((

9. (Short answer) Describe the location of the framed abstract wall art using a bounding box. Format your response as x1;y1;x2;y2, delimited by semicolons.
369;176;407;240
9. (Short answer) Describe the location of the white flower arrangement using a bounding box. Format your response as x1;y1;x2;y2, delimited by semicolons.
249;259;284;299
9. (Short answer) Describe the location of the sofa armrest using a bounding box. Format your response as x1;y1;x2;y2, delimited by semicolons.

))
((

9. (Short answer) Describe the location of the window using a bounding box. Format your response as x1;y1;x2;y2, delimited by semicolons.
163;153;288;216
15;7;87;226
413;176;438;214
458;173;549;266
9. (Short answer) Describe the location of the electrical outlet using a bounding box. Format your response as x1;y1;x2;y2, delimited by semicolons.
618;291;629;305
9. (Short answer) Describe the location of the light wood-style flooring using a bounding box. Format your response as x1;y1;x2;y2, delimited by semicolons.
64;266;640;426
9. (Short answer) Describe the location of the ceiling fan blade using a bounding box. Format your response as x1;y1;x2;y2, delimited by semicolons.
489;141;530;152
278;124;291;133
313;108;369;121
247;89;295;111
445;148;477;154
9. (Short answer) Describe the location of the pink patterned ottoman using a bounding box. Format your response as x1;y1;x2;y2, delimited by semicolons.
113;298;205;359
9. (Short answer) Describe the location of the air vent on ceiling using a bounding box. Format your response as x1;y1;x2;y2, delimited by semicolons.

))

▶ **Directions**:
Select every line of the records above that contains the word "ceiling", and copy each one.

▶ **Solution for this task**:
9. (Short answer) Describe the location of the ceiling fan blade using a bounding box. Format your response as x1;y1;x2;y2, delimited by semicolons.
9. (Short answer) Describe the location of the air vent on ceiling using a bounding box. Format your response as x1;y1;x2;y2, delimited by semicolons.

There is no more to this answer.